*** Recorded information Section Begins ***
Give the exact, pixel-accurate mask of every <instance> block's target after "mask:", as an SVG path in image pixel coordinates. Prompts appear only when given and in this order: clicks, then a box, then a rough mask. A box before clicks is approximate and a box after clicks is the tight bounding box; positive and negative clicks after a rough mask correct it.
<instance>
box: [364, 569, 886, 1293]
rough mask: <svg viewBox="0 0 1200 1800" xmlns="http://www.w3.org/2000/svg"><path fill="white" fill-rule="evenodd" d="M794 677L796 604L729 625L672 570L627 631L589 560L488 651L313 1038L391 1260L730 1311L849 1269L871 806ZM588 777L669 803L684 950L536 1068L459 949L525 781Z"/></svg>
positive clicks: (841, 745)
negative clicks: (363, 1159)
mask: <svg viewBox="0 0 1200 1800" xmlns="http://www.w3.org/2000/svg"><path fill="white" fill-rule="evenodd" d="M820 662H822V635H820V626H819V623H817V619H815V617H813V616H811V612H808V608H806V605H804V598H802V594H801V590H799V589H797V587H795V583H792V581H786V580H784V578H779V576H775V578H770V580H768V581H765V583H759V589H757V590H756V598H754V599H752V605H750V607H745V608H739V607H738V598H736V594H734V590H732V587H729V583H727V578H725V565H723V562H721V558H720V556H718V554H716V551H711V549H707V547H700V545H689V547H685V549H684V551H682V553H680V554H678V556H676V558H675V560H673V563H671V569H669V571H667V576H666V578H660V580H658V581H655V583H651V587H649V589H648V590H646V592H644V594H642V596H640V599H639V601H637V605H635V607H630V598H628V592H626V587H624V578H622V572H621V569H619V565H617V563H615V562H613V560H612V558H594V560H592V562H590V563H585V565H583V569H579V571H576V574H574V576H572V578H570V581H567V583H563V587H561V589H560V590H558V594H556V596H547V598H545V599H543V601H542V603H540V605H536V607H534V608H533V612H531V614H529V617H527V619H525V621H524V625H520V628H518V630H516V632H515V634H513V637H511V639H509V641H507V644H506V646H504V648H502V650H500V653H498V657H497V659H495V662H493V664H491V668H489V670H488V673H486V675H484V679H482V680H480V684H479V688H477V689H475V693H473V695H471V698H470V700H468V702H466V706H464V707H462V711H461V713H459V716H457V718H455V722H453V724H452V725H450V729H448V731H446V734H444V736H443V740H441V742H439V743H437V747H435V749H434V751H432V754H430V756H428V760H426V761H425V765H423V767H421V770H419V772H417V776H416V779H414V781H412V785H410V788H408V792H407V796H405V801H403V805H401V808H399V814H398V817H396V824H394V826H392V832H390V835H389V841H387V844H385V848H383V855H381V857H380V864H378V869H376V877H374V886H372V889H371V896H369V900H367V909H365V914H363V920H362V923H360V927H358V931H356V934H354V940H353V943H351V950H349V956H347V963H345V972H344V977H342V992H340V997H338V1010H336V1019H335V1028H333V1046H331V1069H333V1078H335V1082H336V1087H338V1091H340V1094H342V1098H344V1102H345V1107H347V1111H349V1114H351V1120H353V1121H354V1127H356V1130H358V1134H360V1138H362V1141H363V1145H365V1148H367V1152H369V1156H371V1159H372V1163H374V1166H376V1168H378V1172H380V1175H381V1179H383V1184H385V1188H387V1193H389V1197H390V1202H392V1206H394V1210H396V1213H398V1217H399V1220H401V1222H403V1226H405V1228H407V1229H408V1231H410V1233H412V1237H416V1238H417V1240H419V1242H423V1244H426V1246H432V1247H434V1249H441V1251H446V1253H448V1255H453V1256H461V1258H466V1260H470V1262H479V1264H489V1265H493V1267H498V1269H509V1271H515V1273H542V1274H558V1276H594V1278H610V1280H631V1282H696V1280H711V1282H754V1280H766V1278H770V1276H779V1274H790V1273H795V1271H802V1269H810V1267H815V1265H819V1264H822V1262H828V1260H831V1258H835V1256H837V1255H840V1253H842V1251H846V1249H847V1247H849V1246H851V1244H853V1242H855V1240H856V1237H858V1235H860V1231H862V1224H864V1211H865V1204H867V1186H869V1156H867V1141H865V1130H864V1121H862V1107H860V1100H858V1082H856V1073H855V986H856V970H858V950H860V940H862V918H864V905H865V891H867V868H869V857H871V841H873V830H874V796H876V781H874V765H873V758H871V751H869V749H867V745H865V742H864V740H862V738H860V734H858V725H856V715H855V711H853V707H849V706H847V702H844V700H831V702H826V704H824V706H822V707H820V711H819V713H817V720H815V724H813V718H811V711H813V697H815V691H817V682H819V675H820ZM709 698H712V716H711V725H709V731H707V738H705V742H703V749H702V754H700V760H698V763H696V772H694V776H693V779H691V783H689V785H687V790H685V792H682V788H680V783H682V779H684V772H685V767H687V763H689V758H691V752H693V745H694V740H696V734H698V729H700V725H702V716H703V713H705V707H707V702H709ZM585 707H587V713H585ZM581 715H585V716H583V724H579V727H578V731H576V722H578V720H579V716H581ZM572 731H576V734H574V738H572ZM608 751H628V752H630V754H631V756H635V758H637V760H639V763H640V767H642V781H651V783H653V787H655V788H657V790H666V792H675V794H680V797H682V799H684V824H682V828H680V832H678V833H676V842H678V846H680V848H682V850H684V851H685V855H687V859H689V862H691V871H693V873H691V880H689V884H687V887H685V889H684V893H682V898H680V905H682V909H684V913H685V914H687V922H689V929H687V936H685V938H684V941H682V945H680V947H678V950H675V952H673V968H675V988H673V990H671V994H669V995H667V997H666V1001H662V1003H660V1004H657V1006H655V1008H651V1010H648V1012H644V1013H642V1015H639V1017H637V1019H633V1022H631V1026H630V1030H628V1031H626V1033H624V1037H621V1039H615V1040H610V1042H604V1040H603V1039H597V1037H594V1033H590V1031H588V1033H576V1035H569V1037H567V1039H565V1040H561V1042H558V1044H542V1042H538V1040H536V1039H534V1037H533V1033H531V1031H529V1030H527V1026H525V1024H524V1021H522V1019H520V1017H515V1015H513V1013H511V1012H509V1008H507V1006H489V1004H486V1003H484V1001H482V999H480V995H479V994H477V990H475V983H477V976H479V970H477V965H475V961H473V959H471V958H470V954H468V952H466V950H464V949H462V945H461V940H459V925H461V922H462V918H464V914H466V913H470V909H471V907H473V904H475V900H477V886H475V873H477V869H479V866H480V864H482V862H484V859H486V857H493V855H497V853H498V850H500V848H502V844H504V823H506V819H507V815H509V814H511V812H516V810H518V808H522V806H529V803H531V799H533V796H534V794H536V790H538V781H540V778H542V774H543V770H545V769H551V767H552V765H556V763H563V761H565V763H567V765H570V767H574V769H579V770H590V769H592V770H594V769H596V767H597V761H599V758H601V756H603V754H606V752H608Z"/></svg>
*** Recorded information Section Ends ***
- [Task to complete]
Can you reproduce all of the data above, word for word and line for line?

- [Exercise solution]
Give the exact, pixel-accurate mask of every <instance> block's target after "mask:", as an SVG path in image pixel coordinates. Prompts appear only when given and in this order: clicks, then a box, then a rough mask. A box before clicks is approximate and a box after clicks is the tight bounding box; positive and negative clicks after a rough mask correct it.
<instance>
box: [364, 569, 886, 1293]
rough mask: <svg viewBox="0 0 1200 1800" xmlns="http://www.w3.org/2000/svg"><path fill="white" fill-rule="evenodd" d="M794 677L796 604L729 625L672 570L627 631L589 560L488 651L313 1038L391 1260L730 1311L849 1269L871 806ZM588 777L669 803L684 950L536 1068L459 949L525 781Z"/></svg>
positive clicks: (841, 745)
negative clicks: (363, 1159)
mask: <svg viewBox="0 0 1200 1800" xmlns="http://www.w3.org/2000/svg"><path fill="white" fill-rule="evenodd" d="M820 662H822V635H820V626H819V623H817V619H815V617H813V616H811V612H808V608H806V605H804V598H802V594H801V590H799V589H797V587H795V583H792V581H786V580H784V578H779V576H775V578H770V580H768V581H765V583H759V589H757V590H756V598H754V599H752V605H750V607H745V608H739V607H738V598H736V594H734V590H732V587H729V583H727V578H725V565H723V562H721V558H720V556H718V554H716V551H711V549H707V547H700V545H689V547H685V549H684V551H682V553H680V554H678V556H676V558H675V560H673V563H671V569H669V571H667V576H666V578H660V580H658V581H655V583H651V587H649V589H648V590H646V592H644V594H642V596H640V599H639V601H637V605H635V607H630V598H628V592H626V587H624V578H622V572H621V569H619V565H617V563H615V562H613V560H612V558H594V560H592V562H590V563H585V565H583V569H579V571H576V574H574V576H572V578H570V581H567V583H563V587H561V589H560V590H558V594H556V596H547V598H545V599H543V601H542V603H540V605H536V607H534V608H533V612H531V614H529V617H527V619H525V621H524V625H520V628H518V630H516V632H515V634H513V637H511V639H509V641H507V644H506V646H504V648H502V650H500V653H498V657H497V659H495V662H493V664H491V668H489V670H488V673H486V675H484V679H482V680H480V684H479V688H477V689H475V693H473V695H471V698H470V700H468V702H466V706H464V707H462V711H461V713H459V716H457V718H455V722H453V724H452V725H450V729H448V731H446V734H444V736H443V740H441V742H439V743H437V747H435V749H434V751H432V754H430V756H428V760H426V761H425V765H423V767H421V770H419V772H417V776H416V779H414V781H412V785H410V788H408V792H407V796H405V801H403V805H401V808H399V814H398V817H396V824H394V826H392V832H390V835H389V841H387V844H385V848H383V855H381V857H380V864H378V869H376V877H374V886H372V889H371V896H369V900H367V909H365V914H363V920H362V923H360V927H358V931H356V934H354V940H353V943H351V950H349V956H347V963H345V972H344V977H342V992H340V997H338V1010H336V1019H335V1028H333V1046H331V1069H333V1078H335V1082H336V1087H338V1091H340V1094H342V1098H344V1102H345V1107H347V1111H349V1114H351V1120H353V1121H354V1127H356V1130H358V1134H360V1138H362V1141H363V1145H365V1148H367V1152H369V1156H371V1159H372V1163H374V1166H376V1168H378V1172H380V1175H381V1179H383V1184H385V1188H387V1193H389V1197H390V1202H392V1206H394V1210H396V1213H398V1217H399V1220H401V1222H403V1226H405V1228H407V1229H408V1231H410V1233H412V1237H416V1238H417V1240H419V1242H423V1244H426V1246H432V1247H434V1249H441V1251H446V1253H448V1255H453V1256H461V1258H466V1260H470V1262H479V1264H489V1265H493V1267H498V1269H509V1271H515V1273H542V1274H558V1276H594V1278H610V1280H631V1282H696V1280H711V1282H754V1280H766V1278H770V1276H779V1274H790V1273H795V1271H802V1269H810V1267H815V1265H819V1264H822V1262H828V1260H831V1258H835V1256H837V1255H840V1253H842V1251H846V1249H847V1247H849V1246H851V1244H853V1242H855V1240H856V1237H858V1235H860V1231H862V1224H864V1211H865V1204H867V1186H869V1156H867V1141H865V1130H864V1121H862V1107H860V1100H858V1082H856V1073H855V986H856V970H858V950H860V940H862V918H864V905H865V891H867V868H869V857H871V841H873V830H874V796H876V781H874V765H873V758H871V751H869V749H867V745H865V742H864V740H862V738H860V734H858V725H856V715H855V711H853V707H849V706H847V702H844V700H831V702H826V704H824V706H822V707H820V711H819V713H817V720H815V724H813V718H811V711H813V697H815V691H817V682H819V675H820ZM709 698H712V716H711V725H709V731H707V738H705V742H703V749H702V754H700V760H698V763H696V772H694V776H693V779H691V783H689V785H687V790H685V792H682V788H680V783H682V779H684V772H685V767H687V763H689V758H691V752H693V745H694V740H696V734H698V729H700V725H702V716H703V713H705V707H707V702H709ZM585 707H587V713H585ZM581 715H585V716H583V724H579V727H578V731H576V722H578V720H579V716H581ZM572 731H576V734H574V738H572ZM608 751H628V752H630V754H631V756H635V758H637V760H639V763H640V767H642V781H651V783H653V787H655V788H657V790H666V792H675V794H680V797H682V799H684V824H682V828H680V832H678V833H676V842H678V846H680V848H682V850H684V851H685V855H687V859H689V862H691V871H693V873H691V880H689V884H687V887H685V889H684V893H682V898H680V905H682V909H684V913H685V914H687V922H689V929H687V936H685V938H684V941H682V945H680V947H678V950H675V952H673V968H675V988H673V990H671V994H669V995H667V997H666V1001H662V1003H660V1004H657V1006H655V1008H651V1010H648V1012H644V1013H642V1015H639V1017H637V1019H633V1022H631V1026H630V1030H628V1031H626V1033H624V1037H621V1039H615V1040H610V1042H604V1040H603V1039H597V1037H594V1033H590V1031H588V1033H576V1035H569V1037H567V1039H565V1040H561V1042H558V1044H542V1042H538V1040H536V1039H534V1037H533V1033H531V1031H529V1030H527V1026H525V1024H524V1021H522V1019H520V1017H515V1015H513V1013H511V1012H509V1008H507V1006H489V1004H486V1003H484V1001H482V999H480V995H479V994H477V990H475V983H477V976H479V970H477V965H475V961H473V959H471V958H470V954H468V952H466V950H464V949H462V945H461V940H459V925H461V922H462V918H464V914H466V913H470V909H471V907H473V904H475V900H477V886H475V873H477V869H479V866H480V864H482V862H484V859H486V857H493V855H497V853H498V850H500V848H502V844H504V823H506V819H507V815H509V814H511V812H516V810H518V808H522V806H529V803H531V799H533V796H534V794H536V790H538V781H540V778H542V774H543V770H545V769H551V767H552V765H556V763H563V761H565V763H567V765H570V767H574V769H579V770H590V769H592V770H594V769H596V767H597V761H599V758H601V756H603V754H606V752H608Z"/></svg>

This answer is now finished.